▶ What the task requires:
Find every line in the rows below that contains the word "paper", and copy each of those lines.
## Start Data entries
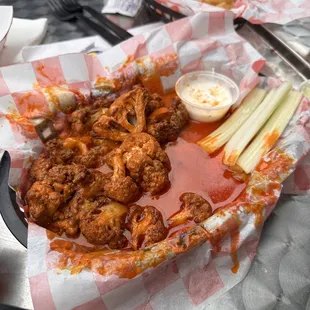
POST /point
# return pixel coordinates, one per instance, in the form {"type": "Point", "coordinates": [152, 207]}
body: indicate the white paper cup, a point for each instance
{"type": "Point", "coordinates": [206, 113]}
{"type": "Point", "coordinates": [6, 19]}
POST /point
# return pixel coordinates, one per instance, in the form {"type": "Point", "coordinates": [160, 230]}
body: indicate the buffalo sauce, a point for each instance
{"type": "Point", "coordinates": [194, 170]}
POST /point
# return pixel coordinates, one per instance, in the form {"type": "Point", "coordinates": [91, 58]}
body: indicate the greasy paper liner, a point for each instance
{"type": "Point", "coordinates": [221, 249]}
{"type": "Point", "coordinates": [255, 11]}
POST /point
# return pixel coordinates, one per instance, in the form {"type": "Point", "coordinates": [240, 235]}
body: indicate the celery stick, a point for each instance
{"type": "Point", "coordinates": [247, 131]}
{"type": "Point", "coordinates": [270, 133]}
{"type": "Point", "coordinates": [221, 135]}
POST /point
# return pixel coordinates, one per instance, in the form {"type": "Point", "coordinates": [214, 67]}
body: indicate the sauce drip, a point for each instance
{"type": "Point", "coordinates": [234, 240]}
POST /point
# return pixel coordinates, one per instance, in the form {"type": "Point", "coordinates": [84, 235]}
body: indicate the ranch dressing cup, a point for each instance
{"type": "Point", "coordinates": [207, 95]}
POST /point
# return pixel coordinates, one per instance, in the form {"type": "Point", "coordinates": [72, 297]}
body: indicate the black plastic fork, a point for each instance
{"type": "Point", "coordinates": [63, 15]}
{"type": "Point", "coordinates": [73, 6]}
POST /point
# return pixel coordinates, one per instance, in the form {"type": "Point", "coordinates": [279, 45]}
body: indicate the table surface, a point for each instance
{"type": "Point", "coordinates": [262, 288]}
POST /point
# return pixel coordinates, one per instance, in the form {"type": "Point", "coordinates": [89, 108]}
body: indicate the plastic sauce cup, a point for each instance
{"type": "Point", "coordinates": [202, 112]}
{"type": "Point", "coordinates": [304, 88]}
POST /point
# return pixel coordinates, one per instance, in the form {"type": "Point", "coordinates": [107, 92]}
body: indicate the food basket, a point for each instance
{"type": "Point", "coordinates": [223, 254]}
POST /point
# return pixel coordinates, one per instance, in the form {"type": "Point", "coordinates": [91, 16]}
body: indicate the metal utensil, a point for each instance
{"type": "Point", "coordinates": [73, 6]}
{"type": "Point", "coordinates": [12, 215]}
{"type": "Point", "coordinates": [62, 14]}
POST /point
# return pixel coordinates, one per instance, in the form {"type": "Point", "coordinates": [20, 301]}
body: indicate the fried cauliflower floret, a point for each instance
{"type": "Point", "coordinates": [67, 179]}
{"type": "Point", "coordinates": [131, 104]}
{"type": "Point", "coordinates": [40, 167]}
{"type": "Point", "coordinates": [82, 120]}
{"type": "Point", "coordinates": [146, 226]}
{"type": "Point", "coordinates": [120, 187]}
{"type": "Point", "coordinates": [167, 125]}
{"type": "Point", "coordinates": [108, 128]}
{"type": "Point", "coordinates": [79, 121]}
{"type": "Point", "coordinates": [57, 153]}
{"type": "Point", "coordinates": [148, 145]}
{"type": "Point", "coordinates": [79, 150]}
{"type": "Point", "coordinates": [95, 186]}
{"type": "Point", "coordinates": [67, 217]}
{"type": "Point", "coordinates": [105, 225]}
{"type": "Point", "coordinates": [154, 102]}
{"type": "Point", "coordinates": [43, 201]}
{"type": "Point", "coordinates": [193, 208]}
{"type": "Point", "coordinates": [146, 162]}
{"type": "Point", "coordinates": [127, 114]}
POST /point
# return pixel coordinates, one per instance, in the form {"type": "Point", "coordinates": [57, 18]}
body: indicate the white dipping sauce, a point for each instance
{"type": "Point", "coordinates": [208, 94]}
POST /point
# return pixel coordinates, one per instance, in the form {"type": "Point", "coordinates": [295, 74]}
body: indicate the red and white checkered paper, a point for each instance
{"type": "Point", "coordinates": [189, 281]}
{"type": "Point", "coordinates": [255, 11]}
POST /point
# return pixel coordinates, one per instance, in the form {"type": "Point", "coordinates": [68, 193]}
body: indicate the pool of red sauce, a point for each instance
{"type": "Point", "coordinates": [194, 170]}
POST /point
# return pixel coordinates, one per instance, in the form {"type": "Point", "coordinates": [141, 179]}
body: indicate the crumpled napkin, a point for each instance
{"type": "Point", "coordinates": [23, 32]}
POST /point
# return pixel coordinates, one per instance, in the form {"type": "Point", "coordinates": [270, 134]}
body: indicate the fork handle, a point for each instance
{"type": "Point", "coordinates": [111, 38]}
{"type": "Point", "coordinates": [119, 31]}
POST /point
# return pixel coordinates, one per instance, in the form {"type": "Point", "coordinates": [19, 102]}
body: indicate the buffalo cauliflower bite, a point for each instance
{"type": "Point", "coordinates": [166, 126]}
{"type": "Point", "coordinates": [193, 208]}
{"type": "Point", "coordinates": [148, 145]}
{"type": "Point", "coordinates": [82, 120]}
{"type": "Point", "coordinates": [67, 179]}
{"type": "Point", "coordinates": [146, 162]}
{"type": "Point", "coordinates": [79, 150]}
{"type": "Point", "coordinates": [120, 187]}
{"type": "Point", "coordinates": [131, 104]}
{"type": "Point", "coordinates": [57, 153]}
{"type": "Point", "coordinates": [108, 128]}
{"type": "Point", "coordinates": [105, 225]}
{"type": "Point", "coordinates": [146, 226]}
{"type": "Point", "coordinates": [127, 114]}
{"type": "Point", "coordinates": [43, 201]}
## End Data entries
▶ Answer in full:
body: indicate the white paper cup, a point for each instance
body: indicate the greasy paper liner, a point for each instance
body: indicate the red and white checkered paper, a point for each instance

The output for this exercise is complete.